- _OBJECTIVE_: Report every line in the rows below that contains the string "handle", copying each such line in full.

- _INPUT ROWS_:
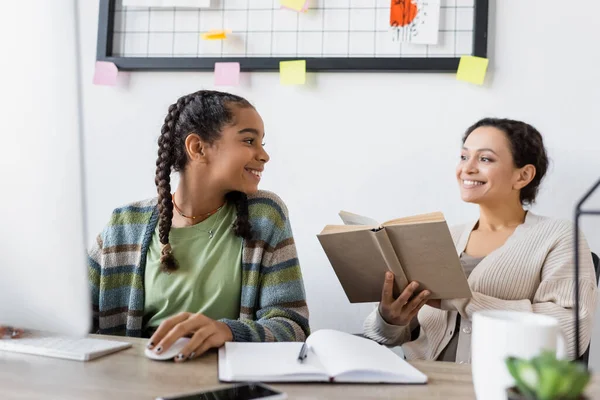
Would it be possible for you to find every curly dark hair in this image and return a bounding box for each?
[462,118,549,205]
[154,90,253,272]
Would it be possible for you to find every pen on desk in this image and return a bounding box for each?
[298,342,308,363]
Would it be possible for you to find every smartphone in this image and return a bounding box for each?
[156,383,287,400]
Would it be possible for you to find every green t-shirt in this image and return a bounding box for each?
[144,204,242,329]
...
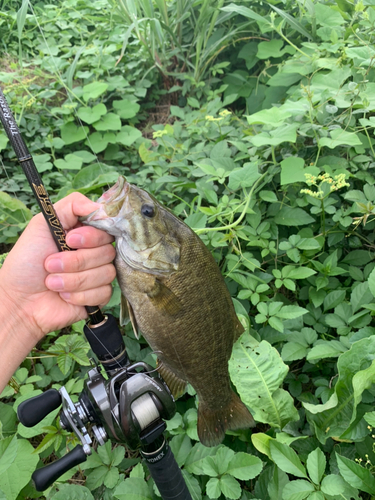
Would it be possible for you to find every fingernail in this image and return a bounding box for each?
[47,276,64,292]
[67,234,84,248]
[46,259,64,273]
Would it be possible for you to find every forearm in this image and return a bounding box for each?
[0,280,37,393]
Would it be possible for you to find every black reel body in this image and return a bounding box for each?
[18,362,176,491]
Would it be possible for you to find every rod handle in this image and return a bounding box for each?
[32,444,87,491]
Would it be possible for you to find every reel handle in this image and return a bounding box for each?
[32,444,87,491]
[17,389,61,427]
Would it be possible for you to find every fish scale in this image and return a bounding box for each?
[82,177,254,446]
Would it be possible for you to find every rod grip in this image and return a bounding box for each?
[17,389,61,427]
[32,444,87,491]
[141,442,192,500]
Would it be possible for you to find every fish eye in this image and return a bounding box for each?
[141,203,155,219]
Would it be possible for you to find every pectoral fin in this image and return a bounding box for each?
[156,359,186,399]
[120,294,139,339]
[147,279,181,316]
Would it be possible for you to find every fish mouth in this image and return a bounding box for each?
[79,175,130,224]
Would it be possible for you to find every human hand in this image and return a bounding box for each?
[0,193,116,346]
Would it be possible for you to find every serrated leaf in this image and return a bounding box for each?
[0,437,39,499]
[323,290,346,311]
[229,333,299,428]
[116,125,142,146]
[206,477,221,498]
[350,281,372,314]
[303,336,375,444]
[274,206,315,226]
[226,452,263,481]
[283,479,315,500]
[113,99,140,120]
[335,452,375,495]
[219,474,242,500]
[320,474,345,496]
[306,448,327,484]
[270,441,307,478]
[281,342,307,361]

- _ANSWER TO THIS EXERCISE_:
Would it be possible for you to find every rod handle in this image and return a bounding box for each?
Would it be possible for you to find every reel handle in this image and return a bounding box for each?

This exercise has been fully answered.